In the listing below, find the line containing "on the light" and the line containing "on the pine". Repeat exactly those two lines and every line between them, nothing more.

=======

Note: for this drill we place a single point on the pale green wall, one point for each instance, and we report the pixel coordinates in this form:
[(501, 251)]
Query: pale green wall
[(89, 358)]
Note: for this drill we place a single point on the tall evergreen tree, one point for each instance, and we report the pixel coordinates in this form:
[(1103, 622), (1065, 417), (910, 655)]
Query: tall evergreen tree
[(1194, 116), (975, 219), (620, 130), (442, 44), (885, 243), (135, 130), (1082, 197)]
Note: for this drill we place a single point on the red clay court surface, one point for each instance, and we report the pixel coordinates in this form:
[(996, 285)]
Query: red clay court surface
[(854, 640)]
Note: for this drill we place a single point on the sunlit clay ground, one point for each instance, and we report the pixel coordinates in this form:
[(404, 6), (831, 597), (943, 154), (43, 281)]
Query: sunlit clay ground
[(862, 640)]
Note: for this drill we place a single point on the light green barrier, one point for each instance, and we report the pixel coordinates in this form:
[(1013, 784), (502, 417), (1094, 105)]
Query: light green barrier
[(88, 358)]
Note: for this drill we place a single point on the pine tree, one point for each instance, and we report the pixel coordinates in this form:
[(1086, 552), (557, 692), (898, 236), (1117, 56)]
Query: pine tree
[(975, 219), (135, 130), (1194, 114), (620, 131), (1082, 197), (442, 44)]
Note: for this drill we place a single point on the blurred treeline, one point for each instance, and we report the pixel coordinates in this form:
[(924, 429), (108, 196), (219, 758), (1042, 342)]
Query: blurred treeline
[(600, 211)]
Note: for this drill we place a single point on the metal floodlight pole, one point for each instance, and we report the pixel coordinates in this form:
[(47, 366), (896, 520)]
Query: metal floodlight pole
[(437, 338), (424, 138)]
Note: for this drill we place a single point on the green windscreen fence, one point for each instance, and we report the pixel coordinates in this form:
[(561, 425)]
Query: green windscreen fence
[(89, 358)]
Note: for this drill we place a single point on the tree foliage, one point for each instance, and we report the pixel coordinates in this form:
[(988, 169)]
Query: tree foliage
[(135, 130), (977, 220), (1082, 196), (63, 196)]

=======

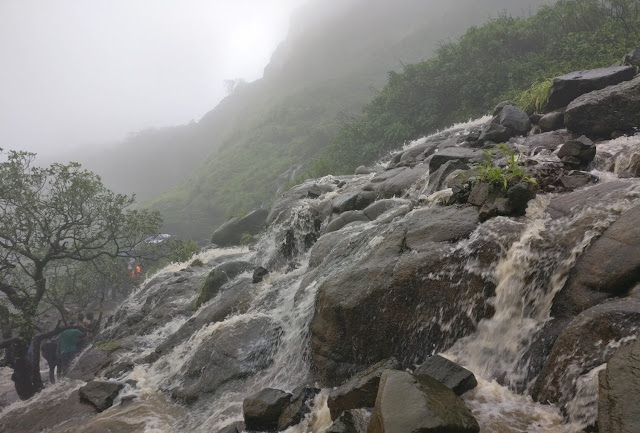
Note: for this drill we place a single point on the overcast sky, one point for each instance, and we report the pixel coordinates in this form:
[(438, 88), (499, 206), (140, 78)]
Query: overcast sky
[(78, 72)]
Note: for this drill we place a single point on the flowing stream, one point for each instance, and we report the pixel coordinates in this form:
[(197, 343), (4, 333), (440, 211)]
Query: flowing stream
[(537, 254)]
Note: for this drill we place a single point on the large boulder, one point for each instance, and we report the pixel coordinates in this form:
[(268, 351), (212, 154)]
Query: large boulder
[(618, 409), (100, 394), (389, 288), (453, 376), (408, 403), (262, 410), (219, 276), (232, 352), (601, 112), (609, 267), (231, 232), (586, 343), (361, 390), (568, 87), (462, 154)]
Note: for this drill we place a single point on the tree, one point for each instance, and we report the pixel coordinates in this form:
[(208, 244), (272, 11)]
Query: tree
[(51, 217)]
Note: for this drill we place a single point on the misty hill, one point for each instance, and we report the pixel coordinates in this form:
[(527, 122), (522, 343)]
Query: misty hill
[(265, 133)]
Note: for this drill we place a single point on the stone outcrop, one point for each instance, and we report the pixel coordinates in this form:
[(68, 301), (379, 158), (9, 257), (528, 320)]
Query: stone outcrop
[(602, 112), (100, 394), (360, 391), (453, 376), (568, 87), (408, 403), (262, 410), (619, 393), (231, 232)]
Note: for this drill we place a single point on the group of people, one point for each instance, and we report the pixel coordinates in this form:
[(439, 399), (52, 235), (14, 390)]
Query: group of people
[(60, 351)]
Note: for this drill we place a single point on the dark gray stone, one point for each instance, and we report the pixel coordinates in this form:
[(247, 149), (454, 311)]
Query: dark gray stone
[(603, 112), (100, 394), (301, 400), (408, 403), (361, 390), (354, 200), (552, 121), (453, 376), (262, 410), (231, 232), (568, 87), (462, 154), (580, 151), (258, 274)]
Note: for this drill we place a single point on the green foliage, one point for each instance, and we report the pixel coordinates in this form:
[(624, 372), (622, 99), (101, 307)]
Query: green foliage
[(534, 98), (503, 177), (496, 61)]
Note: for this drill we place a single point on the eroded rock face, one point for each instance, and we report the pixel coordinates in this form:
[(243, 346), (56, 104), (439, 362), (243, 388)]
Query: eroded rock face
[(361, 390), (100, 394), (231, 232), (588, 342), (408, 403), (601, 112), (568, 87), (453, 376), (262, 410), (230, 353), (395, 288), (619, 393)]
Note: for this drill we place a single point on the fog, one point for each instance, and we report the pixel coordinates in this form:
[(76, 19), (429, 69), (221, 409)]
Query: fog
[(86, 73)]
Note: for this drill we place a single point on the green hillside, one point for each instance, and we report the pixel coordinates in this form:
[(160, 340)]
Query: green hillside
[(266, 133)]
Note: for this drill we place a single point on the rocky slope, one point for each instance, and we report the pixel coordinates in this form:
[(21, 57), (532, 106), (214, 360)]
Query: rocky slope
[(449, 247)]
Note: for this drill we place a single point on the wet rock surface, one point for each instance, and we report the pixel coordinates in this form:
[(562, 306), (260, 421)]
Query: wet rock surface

=======

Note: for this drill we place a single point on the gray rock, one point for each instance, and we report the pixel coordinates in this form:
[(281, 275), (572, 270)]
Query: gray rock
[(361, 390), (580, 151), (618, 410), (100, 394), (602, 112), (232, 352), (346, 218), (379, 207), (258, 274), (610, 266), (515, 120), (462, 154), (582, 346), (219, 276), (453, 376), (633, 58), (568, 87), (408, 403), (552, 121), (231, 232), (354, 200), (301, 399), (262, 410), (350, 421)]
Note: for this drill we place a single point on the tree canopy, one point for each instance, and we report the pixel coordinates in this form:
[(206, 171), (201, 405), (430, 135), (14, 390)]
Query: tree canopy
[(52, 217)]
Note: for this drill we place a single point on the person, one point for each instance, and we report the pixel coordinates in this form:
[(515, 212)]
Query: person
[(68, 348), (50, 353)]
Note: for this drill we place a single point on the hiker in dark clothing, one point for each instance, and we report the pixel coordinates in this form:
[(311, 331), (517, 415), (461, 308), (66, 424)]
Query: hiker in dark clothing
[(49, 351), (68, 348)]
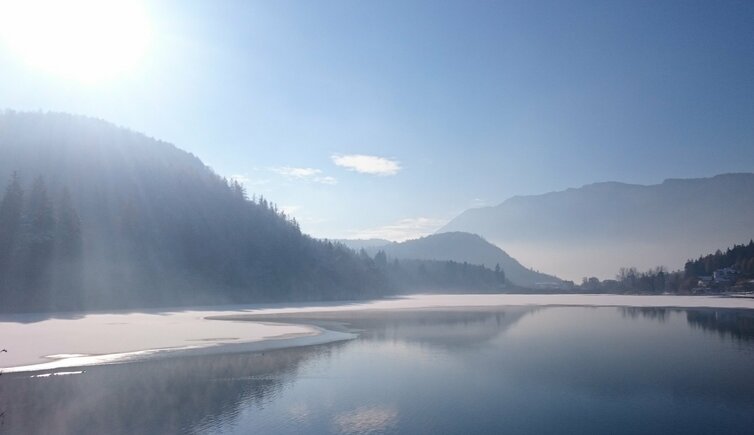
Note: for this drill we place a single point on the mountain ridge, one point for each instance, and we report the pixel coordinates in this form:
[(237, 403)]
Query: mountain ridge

=======

» **Solution to the problem**
Note: for this drill we place a single point on the light green barrier, one point for each instance, and we report the pixel coordinates in this form:
[(1013, 784), (502, 417), (1094, 105)]
Query: light green barrier
[(88, 358)]
Note: for this drill we place a single point on the pine tree, one point for each instance, and we report the pixel coordinates in this form:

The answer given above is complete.